**** EXCERPTED TEXT ****

The Handler Is An Idiot.

When will I ever learn? My lastest fail is deciding that instead of taking 10lb bags of flour up three flights of stairs over the course of several months, a 50lb bag of flour over the same three flights would be less hassle.

Backing up a bit, today was errand day.

This was Biggest and Littlest’s first day back at childcare since the holidays, and started out promisingly enough. However, I should note that Biggest is showing a surprising amount of the same stubborn tendencies that lead me to haul flour, and insisted on having a tantrum in the middle of the cross walk next to an extremely large puddle (that reads small-lake, really…). While I manhandled him to a safer place for a time-out, I couldn’t help but mentally chuckle at his complete ignorance. By complete ignorance, I mean that the puddle was perfectly situated for the television-commercial style car-drives-through-puddle-and-leaves-pedestrian-muddy-and-soaked. And he had no idea how close he came to being that very person. Ironically his tantrum came from being cruelly dragged away from the innocent looking puddle, and I probably could have saved myself the hauling energy because had he been splashed, he would have had a tantrum anyway. And he probably would have been mentally scarred for life because I would have died laughing. At least I saved myself a muddy laundry load.

****

THE TASK: Could you repeat the post about hauling flour from "When will I" up to and including "was errand day.", changing "flour" to "sugar"?

**** STORED DATA ****

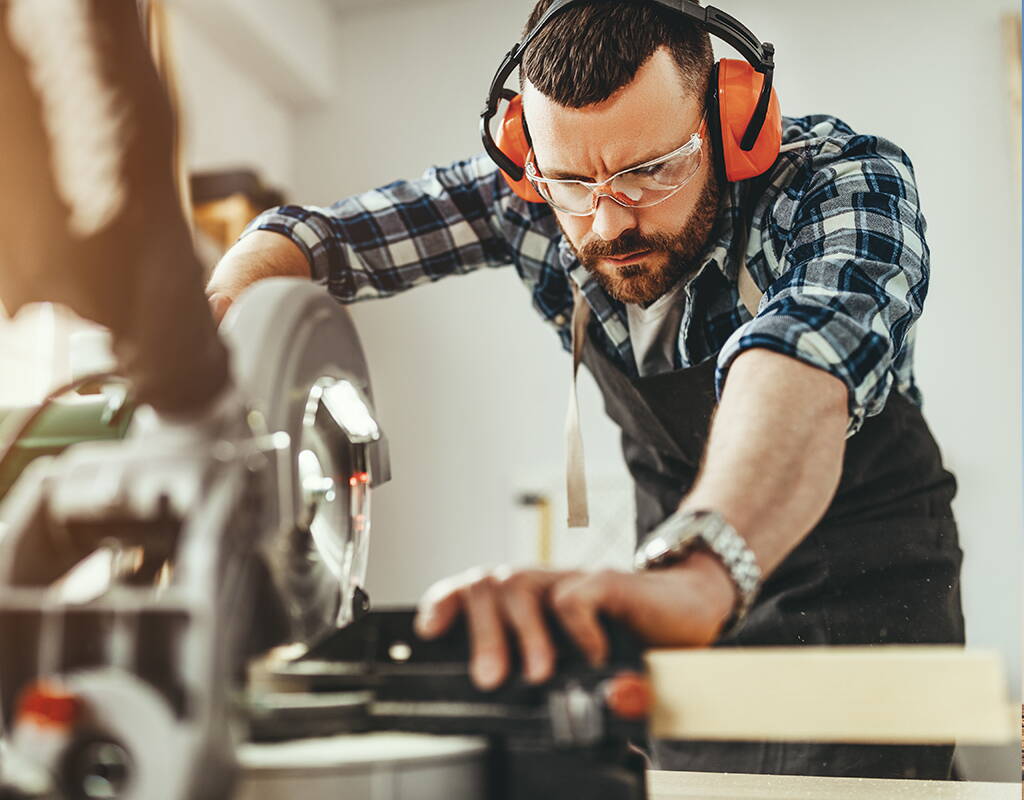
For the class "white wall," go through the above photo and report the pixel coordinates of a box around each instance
[297,0,1022,704]
[168,5,297,193]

****

PROBLEM SOLUTION:
When will I ever learn? My lastest fail is deciding that instead of taking 10lb bags of sugar up three flights of stairs over the course of several months, a 50lb bag of sugar over the same three flights would be less hassle.

Backing up a bit, today was errand day.